##### Data #####

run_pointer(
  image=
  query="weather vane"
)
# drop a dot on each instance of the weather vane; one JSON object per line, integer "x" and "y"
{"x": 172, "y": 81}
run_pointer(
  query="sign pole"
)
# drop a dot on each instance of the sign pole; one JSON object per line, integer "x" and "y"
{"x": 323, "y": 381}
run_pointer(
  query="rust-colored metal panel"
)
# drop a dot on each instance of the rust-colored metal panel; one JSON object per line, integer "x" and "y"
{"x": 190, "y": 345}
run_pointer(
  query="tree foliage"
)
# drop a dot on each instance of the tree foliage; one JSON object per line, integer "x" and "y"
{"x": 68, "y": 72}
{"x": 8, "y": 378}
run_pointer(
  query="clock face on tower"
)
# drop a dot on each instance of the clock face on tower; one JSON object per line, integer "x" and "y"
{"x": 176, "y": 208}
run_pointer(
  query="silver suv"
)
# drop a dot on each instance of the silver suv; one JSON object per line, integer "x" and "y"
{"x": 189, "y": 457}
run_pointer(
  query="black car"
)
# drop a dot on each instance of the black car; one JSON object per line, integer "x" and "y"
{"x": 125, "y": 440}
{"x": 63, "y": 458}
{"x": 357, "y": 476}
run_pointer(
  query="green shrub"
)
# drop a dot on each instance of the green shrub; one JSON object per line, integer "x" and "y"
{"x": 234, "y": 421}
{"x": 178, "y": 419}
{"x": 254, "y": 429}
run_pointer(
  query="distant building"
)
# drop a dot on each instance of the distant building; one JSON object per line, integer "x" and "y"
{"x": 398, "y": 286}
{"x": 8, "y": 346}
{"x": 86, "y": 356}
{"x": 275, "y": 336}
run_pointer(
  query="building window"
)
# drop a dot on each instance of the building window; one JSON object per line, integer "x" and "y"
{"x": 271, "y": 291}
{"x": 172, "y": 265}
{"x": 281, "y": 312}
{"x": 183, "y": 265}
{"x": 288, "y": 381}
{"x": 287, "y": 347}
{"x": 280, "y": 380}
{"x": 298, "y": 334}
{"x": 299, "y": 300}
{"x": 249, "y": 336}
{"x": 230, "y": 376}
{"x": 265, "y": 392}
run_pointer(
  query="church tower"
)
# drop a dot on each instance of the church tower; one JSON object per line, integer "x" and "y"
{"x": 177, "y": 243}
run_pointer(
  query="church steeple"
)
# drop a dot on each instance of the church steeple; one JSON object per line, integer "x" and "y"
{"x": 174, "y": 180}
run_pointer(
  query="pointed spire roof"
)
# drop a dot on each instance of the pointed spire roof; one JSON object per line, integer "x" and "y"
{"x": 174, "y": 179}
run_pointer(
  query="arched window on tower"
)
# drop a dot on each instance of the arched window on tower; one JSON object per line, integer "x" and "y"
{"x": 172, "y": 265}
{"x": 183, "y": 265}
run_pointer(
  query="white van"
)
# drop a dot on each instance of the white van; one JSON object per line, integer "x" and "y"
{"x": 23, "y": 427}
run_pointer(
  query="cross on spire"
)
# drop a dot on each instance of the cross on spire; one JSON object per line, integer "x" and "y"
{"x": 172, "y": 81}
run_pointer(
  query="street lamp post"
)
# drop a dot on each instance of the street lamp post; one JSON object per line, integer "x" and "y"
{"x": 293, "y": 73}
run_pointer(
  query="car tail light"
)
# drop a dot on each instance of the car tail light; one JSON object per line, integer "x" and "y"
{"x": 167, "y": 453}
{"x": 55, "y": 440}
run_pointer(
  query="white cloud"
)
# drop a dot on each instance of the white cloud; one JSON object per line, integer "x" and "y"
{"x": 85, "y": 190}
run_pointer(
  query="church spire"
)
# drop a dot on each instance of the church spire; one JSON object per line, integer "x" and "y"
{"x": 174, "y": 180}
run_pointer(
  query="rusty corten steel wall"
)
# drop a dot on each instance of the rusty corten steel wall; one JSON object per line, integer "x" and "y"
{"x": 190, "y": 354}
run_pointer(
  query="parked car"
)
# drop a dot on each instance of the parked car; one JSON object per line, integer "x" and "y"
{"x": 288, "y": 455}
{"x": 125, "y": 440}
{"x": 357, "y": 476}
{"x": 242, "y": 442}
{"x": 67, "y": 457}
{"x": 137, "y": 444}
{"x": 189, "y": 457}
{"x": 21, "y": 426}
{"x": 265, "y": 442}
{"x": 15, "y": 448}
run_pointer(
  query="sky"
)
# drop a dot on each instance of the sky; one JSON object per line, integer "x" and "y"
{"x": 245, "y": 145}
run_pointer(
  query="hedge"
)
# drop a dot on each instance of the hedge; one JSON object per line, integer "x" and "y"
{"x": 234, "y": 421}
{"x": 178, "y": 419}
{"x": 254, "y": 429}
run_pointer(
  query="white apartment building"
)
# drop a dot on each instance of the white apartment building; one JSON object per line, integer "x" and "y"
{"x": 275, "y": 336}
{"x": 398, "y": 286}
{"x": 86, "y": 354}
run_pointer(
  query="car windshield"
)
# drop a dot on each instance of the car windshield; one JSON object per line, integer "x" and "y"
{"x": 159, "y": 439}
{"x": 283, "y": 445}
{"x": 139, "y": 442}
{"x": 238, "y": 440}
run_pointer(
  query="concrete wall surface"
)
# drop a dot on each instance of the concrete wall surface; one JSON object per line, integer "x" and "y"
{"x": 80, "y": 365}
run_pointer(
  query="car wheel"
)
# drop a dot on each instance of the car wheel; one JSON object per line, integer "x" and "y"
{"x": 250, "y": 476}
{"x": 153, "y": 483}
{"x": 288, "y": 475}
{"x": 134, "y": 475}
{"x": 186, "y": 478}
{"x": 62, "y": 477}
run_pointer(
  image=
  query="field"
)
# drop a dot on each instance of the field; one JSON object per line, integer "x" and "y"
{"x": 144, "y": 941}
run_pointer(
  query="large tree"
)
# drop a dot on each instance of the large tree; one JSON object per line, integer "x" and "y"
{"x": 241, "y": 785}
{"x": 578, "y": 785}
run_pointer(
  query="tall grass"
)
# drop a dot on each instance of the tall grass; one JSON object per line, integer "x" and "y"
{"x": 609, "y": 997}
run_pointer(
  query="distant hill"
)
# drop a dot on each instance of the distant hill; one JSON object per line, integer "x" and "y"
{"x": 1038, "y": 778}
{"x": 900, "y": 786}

#####

## Problem to work on
Taking care to miss no line, set down the whole listing above exactly.

## Answer to this task
run_pointer(
  image=
  query="weather vane"
)
# drop a dot on each instance of the weather vane; one JSON object per line, integer "x" and "y"
{"x": 172, "y": 81}
run_pointer(
  query="sign pole"
)
# drop a dot on each instance of the sign pole; one JSON object per line, integer "x" and "y"
{"x": 323, "y": 381}
run_pointer(
  query="rust-colored metal panel"
)
# drop a dot on each instance of the rust-colored metal panel; one JSON object per line, integer "x" and "y"
{"x": 190, "y": 345}
run_pointer(
  query="tree foliage"
)
# drop a dot on each instance of the tree foliage; one JSON object per line, integer "x" and "y"
{"x": 68, "y": 72}
{"x": 8, "y": 378}
run_pointer(
  query="clock face on tower"
)
# drop a dot on each instance of the clock face on tower; one JSON object per line, integer "x" and "y"
{"x": 176, "y": 208}
run_pointer(
  query="silver suv"
)
# drop a dot on each instance of the silver suv; one JSON object per line, integer "x" and "y"
{"x": 189, "y": 457}
run_pointer(
  query="black car"
)
# drop a dot on each instance of the black car; one JSON object per line, integer "x" and "y"
{"x": 125, "y": 440}
{"x": 63, "y": 458}
{"x": 357, "y": 476}
run_pointer(
  query="green shrub"
)
# drop a dot on each instance of the green shrub; one JSON object per line, integer "x" and "y"
{"x": 234, "y": 421}
{"x": 178, "y": 419}
{"x": 254, "y": 429}
run_pointer(
  query="distant building"
)
# drop a dot on each instance of the distant building; one JSON object per line, integer "x" and "y"
{"x": 398, "y": 286}
{"x": 8, "y": 346}
{"x": 86, "y": 356}
{"x": 275, "y": 336}
run_pointer(
  query="building window"
)
# drop a dot on each instance of the building window; one JSON object per line, integer "x" and "y"
{"x": 271, "y": 291}
{"x": 172, "y": 265}
{"x": 281, "y": 312}
{"x": 183, "y": 265}
{"x": 288, "y": 381}
{"x": 287, "y": 347}
{"x": 280, "y": 380}
{"x": 298, "y": 334}
{"x": 299, "y": 300}
{"x": 249, "y": 336}
{"x": 230, "y": 376}
{"x": 265, "y": 392}
run_pointer(
  query="church tower"
)
# drop a dot on each instance of the church tower; one JSON object per line, integer "x" and "y"
{"x": 177, "y": 243}
run_pointer(
  query="church steeple"
)
# drop a dot on each instance of the church steeple; one JSON object per line, integer "x" and "y"
{"x": 174, "y": 180}
run_pointer(
  query="pointed spire roof"
)
# drop a dot on each instance of the pointed spire roof; one JSON object per line, integer "x" and "y"
{"x": 174, "y": 179}
run_pointer(
  query="arched window on tower"
)
# drop a dot on each instance of the arched window on tower; one JSON object per line, integer "x" and "y"
{"x": 172, "y": 265}
{"x": 183, "y": 265}
run_pointer(
  query="white van"
)
# drop a dot on each instance of the white van; one JSON object per line, integer "x" and "y"
{"x": 23, "y": 427}
run_pointer(
  query="cross on spire"
)
# drop a dot on each instance of the cross on spire; one JSON object per line, integer "x" and "y"
{"x": 172, "y": 81}
run_pointer(
  query="street lamp post"
)
# drop a dot on each instance of the street lamp post; one JSON object per line, integer "x" and "y"
{"x": 293, "y": 73}
run_pointer(
  query="car tail light"
)
# drop a dot on each instance of the car tail light; one JSON object per line, integer "x" and "y"
{"x": 167, "y": 453}
{"x": 55, "y": 440}
run_pointer(
  query="white cloud"
)
# drop a dot on each instance of the white cloud; one JSON object per line, integer "x" and "y"
{"x": 85, "y": 190}
run_pointer(
  query="church spire"
)
# drop a dot on each instance of the church spire; one JSON object per line, integer "x" and "y"
{"x": 174, "y": 180}
run_pointer(
  query="rusty corten steel wall"
)
# drop a dot on each instance of the rusty corten steel wall; one JSON object per line, integer "x" and "y"
{"x": 190, "y": 354}
run_pointer(
  query="parked car"
)
# drop a dot on each instance of the parked car; one JSON object per line, integer "x" and "y"
{"x": 288, "y": 455}
{"x": 125, "y": 440}
{"x": 357, "y": 476}
{"x": 242, "y": 442}
{"x": 67, "y": 457}
{"x": 137, "y": 444}
{"x": 189, "y": 457}
{"x": 21, "y": 426}
{"x": 265, "y": 442}
{"x": 15, "y": 448}
run_pointer(
  query="sky"
)
# drop a dot on each instance of the sky; one JSON object per line, integer "x" and "y"
{"x": 245, "y": 145}
run_pointer(
  query="hedge"
)
# drop a dot on each instance of the hedge; one JSON object per line, integer "x" and "y"
{"x": 234, "y": 421}
{"x": 178, "y": 419}
{"x": 254, "y": 429}
run_pointer(
  query="white apartment building"
)
# drop a dot on each instance of the white apartment building; one JSON object per line, integer "x" and "y"
{"x": 275, "y": 336}
{"x": 398, "y": 286}
{"x": 86, "y": 354}
run_pointer(
  query="car windshield"
)
# drop a dot on each instance of the car windshield; one JSON object per line, integer "x" and "y"
{"x": 159, "y": 439}
{"x": 283, "y": 445}
{"x": 139, "y": 442}
{"x": 238, "y": 440}
run_pointer(
  query="concrete wall surface"
)
# drop a dot on each instance of the concrete wall surface; one JSON object per line, integer "x" and "y"
{"x": 80, "y": 365}
run_pointer(
  query="car wheel"
)
# drop a dot on each instance of the car wheel; one JSON object per line, integer "x" and "y"
{"x": 250, "y": 476}
{"x": 153, "y": 483}
{"x": 288, "y": 475}
{"x": 134, "y": 475}
{"x": 186, "y": 478}
{"x": 62, "y": 477}
run_pointer(
  image=
  query="field"
)
# drop a dot on each instance of the field; one JSON object per line, integer "x" and "y"
{"x": 144, "y": 941}
run_pointer(
  query="large tree"
)
# drop a dot on each instance of the large tree; one JSON object per line, integer "x" and "y"
{"x": 241, "y": 785}
{"x": 578, "y": 785}
run_pointer(
  query="tall grass"
)
# drop a dot on each instance of the tall grass; one JSON object per line, integer "x" and "y"
{"x": 609, "y": 997}
run_pointer(
  query="distant hill"
)
# drop a dot on each instance of the distant hill; one JSON object per line, integer "x" and "y"
{"x": 1038, "y": 778}
{"x": 900, "y": 786}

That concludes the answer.